> **Fragmento de texto**
En definitiva, y debido al reflejo de orientación que postulan Reeves y Thorson, el espectador se vuelve todo ojos que instintivamente intentan comprender esas imágenes, aunque sin lograrlo nunca por demasiado tiempo, mientras el cuerpo se relaja. Y si las imágenes se aquietan por un momento, siempre está la opción del zapping.
En los casos en que el espectador abusa de la televisión como relajante, pueden incluso generarse síndromes de abstinencia, otro requisito de cualquier adicción. En Estados Unidos existe la “Semana de la TV apagada”, que seguramente no tiene mucha repercusión, pero que los investigadores aprovechan para recoger múltiples relatos de familias en las que aparecen tensiones antes sedadas y aumenta el número de agresiones. En un estudio de hace 40 años (es decir de cuándo no era común más de un aparato en cada hogar norteamericano) el investigador Gary Steiner recopiló anécdotas de las familias a las que se les había roto su aparato, que iban desde “No hicimos nada: mi marido y yo hablamos” hasta “Los niños se pusieron insoportables”. En algunos casos toda la arquitectura familiar debía reformularse sin el pilar de los rayos catódicos.
Más sádico, Charles Winick, durante un proyecto de investigación en psicología de la Universidad de Nueva York, pagó a diversas familias para que no utilizaran la televisión hasta nuevo aviso. Aun en aquellas en las que se miraba poca televisión hubo dificultad para reacomodar el nuevo tiempo libre de manera satisfactoria. Los que vivían solos se aburrieron e irritaron, hasta el punto de devolver el dinero. Pero lejos de las abstinencias químicas, “hacia la segunda semana la mayoría ya se había acostumbrado”, aclara el investigador. En un estudio similar en Alemania se dieron casos de agresiones físicas inéditas para esas familias.

> **Tareas y ejercicios**
a: En el texto sobre la televisión, ¿cómo reaccionaron los que vivían solos durante el proyecto de Charles Winick?
b: Reproduce literalmente el pasaje del texto sobre la televisión que va de "En definitiva, y" a "opción del zapping.", ambos incluidos.
Los registros no hacen falta para trabajar con el texto.

> **Material extraído**
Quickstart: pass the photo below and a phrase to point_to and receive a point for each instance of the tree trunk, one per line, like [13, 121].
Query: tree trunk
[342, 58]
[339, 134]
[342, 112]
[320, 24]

> **Soluciones**
a: Se aburrieron e irritaron, hasta el punto de devolver el dinero.

b:
En definitiva, y debido al reflejo de orientación que postulan Reeves y Thorson, el espectador se vuelve todo ojos que instintivamente intentan comprender esas imágenes, aunque sin lograrlo nunca por demasiado tiempo, mientras el cuerpo se relaja. Y si las imágenes se aquietan por un momento, siempre está la opción del zapping.